- What to do
A - In the account of Caoimhe's sight loss, how long was her eye patched each day, and for how many weeks?
B - Repeat word for word the part of the account of Caoimhe's sight loss starting with "A year has passed" and going on through "her anxious consultant.".

- Extract
=-=-=-=-=

Caoimhe is four years old and is my youngest daughter. She has two older siblings, Cara, 10 and Lorcan, 14.
When Caoimhe was born, she was a healthy 6lb baby girl with no problems at all but at a year old, I started to notice that her right eye was turning in. I mentioned it to the health visitor and she referred us to our ophthalmology dept at the local hospital. Her eye tests showed that she did need glasses and we attended regular check ups. Her sight was getting progressively worse and so was the turn in her eye. An ophthalmologist even commented that she’d never seen a child so young with such a strong prescription. In November last year, they decided to patch her eye for two hours a day for eight weeks. However when we went back for the review appointment, she couldn’t see anything out of her right eye. I wasn’t told this immediately, staff were making frantic phone calls and writing emails whilst saying very little to me. They were using medical terms about the colour of her optic disc, which meant nothing to me but they knew the implications and obviously didn’t want to worry me before investigations had been done.
Caoimhe was admitted as an emergency to hospital for investigations. Over the course of three days, she had an MRI, lumbar puncture, blood tests, X-rays, ultrasounds to try to find out what had caused this very sudden sight loss. All of the results came back normal which, although I was relieved, didn’t tell me what WAS wrong. After a course of very high doses of steroids to try and slow down the process of sight loss, we were told they didn’t have any effect and the possible cause was genetic. Bloods were sent away and we were told to wait for results.
A year has passed and we have only just got some results back showing negative for some more common conditions. They’re now doing more genetic tests for more rare conditions. Dominant optic atrophy has been mentioned but we are still not sure if this is what has caused her sight loss. We sit and wait for a diagnosis, along with her anxious consultant.
Throughout the past year, Caoimhe has coped incredibly well. We were told that her eyesight has probably been affected since birth so she knows no different. I, on the other hand found it incredibly difficult to deal with news that she has a condition which will probably result in total sight loss. It was like dealing with a bereavement, all my hopes and dreams for her future had suddenly disappeared. How on earth was she going to cope as an adult, would she go to university or have a career? Would she be able to see all the sights I wanted her to see? It was just too much to deal with.
Over the space of a few months, we had incredible support from Blind Children UK, RNIB and Angel Eyes. All whom in different ways helped and showed me that life could still be relatively normal for Caoimhe, she would just need extra support.
Caoimhe never stops smiling, laughing, playing and being a real cheeky devil. She keeps me going and at times even reassures me that she’s okay. She’s a very strong character for being only four and I know her future will be bright!

=-=-=-=-=

- Records provided

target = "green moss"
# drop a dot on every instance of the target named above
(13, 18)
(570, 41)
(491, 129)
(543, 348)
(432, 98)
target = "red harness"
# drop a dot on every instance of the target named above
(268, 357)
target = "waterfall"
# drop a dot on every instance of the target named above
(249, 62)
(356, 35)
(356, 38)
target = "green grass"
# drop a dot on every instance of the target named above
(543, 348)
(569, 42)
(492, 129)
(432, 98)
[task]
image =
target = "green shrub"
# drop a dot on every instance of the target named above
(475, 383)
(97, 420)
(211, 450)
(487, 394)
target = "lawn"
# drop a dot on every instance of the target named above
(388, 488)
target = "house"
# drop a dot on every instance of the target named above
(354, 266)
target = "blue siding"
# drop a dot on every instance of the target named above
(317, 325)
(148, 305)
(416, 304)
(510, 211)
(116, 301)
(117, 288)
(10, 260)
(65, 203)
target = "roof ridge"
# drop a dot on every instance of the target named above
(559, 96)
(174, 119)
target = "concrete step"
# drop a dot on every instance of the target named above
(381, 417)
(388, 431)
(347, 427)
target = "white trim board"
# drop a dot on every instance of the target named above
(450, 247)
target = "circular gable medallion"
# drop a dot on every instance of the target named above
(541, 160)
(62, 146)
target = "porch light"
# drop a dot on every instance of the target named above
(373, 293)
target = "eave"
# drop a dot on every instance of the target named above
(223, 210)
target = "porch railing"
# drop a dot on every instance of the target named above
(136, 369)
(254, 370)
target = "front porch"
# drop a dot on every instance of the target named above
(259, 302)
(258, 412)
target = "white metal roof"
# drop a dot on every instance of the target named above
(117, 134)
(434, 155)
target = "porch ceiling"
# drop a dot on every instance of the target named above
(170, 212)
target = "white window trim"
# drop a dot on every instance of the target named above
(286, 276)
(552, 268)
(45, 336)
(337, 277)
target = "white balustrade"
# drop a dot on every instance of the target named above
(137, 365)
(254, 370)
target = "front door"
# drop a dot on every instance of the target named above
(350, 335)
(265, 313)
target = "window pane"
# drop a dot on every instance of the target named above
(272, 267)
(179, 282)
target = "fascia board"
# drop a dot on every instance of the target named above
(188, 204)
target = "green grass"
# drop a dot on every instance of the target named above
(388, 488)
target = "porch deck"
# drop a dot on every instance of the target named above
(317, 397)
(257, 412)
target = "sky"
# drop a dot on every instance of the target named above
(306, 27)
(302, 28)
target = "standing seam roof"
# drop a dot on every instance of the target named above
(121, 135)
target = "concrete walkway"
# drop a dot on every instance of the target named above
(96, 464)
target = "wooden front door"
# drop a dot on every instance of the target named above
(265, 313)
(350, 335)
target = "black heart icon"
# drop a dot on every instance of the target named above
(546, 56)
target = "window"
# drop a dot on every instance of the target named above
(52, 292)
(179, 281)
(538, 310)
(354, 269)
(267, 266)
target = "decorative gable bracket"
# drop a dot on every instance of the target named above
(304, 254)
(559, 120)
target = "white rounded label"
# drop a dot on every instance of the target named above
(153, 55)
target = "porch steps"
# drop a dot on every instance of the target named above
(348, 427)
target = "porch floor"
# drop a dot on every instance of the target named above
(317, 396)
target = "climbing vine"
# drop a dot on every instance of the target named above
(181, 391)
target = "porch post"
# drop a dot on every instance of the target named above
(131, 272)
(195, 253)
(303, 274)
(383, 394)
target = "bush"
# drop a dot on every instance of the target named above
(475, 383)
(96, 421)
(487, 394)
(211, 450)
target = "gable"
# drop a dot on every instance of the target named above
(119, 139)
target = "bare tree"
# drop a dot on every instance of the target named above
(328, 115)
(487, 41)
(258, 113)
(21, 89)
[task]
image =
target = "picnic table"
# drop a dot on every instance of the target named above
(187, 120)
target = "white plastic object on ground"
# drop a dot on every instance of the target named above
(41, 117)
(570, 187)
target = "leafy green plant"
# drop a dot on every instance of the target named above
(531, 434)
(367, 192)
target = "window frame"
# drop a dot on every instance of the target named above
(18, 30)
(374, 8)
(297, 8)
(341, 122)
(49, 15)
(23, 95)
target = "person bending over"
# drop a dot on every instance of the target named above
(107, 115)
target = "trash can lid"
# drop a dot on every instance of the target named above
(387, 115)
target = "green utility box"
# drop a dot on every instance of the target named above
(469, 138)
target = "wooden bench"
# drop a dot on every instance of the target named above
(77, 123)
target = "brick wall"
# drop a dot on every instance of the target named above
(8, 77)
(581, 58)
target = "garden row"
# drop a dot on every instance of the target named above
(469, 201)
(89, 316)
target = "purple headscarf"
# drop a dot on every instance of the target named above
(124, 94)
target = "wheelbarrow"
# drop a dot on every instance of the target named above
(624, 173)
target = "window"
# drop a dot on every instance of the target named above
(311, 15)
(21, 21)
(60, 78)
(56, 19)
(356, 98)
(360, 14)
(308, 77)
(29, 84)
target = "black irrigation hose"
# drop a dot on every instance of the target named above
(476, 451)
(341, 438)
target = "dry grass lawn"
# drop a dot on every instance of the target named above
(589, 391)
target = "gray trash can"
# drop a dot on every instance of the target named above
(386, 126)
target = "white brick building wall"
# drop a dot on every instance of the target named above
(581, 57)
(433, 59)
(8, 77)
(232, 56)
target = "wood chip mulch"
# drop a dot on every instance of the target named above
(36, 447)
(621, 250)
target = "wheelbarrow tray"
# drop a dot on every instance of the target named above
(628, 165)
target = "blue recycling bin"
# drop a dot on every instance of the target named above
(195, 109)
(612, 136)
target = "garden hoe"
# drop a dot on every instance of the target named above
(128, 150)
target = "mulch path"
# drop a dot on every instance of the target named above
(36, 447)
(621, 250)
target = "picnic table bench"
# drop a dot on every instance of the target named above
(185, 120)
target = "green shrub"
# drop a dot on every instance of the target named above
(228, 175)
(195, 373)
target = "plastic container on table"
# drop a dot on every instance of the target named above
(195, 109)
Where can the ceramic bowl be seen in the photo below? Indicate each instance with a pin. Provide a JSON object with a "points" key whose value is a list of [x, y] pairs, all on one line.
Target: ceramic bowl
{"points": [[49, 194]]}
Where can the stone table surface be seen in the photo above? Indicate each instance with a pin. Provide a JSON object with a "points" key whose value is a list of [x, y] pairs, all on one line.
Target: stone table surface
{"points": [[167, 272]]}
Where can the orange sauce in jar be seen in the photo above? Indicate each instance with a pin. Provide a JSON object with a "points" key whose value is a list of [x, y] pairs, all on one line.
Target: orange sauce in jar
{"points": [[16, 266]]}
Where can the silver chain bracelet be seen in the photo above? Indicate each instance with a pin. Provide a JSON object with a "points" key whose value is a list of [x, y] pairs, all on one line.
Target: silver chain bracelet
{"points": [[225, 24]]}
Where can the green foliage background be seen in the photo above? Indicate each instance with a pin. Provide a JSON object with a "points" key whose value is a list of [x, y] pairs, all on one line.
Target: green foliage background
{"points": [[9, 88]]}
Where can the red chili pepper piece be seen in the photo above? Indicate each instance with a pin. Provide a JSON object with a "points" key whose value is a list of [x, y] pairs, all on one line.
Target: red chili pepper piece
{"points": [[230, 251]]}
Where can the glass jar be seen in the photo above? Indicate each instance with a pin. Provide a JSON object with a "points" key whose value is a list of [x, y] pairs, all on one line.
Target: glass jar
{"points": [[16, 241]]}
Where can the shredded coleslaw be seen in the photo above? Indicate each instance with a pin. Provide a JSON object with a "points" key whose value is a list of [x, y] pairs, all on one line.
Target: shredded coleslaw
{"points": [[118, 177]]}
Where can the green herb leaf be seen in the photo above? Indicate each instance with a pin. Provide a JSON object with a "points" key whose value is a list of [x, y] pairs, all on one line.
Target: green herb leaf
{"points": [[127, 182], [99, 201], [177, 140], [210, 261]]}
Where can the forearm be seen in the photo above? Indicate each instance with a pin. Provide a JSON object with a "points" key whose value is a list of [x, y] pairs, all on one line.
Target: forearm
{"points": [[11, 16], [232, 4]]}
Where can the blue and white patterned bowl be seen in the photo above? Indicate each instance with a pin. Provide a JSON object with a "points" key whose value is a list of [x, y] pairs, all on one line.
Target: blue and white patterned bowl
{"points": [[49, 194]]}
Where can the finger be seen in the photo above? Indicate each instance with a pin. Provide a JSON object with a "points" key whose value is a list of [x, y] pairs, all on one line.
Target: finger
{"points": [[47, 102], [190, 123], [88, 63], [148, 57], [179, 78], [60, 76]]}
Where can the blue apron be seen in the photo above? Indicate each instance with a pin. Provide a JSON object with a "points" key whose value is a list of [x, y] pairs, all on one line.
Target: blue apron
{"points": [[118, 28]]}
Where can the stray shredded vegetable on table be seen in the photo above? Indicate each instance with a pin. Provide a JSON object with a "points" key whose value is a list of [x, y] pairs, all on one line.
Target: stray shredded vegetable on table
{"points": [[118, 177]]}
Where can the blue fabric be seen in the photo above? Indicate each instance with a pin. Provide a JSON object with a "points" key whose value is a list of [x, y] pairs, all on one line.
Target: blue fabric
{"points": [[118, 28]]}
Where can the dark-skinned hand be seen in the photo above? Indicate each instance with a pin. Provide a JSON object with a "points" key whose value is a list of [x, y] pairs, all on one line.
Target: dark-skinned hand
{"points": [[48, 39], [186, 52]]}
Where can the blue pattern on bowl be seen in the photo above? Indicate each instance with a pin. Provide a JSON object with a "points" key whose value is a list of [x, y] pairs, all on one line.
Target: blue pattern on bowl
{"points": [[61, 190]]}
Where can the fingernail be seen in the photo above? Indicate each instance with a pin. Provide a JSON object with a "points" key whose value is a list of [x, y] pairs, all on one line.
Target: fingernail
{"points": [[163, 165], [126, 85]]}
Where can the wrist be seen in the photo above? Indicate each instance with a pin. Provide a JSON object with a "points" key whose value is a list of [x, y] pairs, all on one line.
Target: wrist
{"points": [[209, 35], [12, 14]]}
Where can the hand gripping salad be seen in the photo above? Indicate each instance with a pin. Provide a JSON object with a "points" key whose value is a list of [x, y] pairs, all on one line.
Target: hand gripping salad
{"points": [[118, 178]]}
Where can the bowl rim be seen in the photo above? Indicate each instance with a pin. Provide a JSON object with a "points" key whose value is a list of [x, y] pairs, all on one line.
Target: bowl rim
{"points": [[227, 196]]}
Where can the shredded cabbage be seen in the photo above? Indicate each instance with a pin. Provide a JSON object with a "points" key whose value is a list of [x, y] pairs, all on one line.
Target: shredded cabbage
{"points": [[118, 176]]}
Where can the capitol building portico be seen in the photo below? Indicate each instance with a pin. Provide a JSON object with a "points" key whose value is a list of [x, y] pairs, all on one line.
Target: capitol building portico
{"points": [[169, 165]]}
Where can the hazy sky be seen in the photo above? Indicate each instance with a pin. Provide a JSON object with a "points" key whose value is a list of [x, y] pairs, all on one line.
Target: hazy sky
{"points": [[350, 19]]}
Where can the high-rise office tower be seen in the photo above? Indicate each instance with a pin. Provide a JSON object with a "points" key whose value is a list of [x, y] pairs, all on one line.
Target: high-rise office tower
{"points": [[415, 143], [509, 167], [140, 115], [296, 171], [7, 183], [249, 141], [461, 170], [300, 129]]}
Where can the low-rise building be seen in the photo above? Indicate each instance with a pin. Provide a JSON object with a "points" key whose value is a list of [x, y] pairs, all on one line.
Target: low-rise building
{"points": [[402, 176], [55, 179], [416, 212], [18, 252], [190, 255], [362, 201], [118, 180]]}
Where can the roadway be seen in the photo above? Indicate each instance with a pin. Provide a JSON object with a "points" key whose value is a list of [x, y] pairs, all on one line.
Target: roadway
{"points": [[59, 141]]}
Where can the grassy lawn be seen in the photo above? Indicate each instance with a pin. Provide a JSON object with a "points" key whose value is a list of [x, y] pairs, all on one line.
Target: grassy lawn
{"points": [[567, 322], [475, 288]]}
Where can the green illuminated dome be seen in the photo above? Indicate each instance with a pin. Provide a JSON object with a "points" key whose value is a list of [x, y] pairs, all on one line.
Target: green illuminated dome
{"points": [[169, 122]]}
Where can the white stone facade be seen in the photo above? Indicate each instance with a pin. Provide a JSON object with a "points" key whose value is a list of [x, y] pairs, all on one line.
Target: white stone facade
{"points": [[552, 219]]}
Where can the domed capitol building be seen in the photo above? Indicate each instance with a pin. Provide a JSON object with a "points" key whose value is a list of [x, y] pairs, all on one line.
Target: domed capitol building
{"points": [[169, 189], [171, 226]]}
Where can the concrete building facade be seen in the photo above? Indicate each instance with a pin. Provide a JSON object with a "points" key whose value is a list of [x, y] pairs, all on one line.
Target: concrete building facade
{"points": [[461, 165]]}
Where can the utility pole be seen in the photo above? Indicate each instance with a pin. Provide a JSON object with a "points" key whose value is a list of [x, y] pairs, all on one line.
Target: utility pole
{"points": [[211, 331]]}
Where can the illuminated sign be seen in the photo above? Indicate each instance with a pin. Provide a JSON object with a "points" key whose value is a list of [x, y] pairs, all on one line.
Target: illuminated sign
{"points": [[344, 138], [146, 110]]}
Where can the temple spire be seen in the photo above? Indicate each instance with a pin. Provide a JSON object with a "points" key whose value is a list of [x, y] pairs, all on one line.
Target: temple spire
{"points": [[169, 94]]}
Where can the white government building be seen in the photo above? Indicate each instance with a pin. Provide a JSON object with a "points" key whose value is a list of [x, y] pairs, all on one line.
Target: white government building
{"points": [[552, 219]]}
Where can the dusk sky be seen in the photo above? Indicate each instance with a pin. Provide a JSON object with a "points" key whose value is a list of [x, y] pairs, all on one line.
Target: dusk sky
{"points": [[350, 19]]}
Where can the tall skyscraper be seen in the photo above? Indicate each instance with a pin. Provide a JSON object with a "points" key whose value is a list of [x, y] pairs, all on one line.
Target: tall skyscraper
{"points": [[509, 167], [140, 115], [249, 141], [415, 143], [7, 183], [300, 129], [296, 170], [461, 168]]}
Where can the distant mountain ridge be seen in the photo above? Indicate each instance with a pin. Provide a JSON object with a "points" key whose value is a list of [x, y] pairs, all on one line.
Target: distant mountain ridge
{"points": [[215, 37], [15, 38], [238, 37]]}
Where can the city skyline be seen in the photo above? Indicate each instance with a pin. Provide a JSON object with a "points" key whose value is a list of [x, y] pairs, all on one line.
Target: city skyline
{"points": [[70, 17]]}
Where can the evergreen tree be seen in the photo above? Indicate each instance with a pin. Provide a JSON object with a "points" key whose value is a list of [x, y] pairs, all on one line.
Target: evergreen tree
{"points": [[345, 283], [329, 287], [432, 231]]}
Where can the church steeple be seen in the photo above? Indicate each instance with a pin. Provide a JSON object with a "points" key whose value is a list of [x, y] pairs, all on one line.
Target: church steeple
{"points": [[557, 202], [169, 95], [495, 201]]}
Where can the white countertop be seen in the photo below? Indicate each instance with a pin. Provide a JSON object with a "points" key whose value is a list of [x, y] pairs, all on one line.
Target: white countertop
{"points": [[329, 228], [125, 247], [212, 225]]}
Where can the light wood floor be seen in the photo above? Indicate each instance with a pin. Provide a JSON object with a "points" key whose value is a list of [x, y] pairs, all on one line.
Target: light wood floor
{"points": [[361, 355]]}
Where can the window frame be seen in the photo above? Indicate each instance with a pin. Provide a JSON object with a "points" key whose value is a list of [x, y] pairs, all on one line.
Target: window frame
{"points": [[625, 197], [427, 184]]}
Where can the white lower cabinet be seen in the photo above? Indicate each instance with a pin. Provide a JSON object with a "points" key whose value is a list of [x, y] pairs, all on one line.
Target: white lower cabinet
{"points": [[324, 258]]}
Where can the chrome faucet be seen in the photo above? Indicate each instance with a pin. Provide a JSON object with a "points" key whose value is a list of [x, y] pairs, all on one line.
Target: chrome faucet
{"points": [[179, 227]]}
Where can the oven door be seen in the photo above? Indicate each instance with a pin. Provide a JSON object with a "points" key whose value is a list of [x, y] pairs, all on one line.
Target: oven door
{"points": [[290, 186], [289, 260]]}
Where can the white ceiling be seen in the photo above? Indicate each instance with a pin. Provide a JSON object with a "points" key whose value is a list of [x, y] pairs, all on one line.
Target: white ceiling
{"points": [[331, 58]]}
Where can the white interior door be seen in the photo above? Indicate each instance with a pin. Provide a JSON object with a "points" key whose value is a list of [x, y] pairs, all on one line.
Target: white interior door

=-=-=-=-=

- Answers to the problems
A - Two hours a day for eight weeks.

B -
A year has passed and we have only just got some results back showing negative for some more common conditions. They’re now doing more genetic tests for more rare conditions. Dominant optic atrophy has been mentioned but we are still not sure if this is what has caused her sight loss. We sit and wait for a diagnosis, along with her anxious consultant.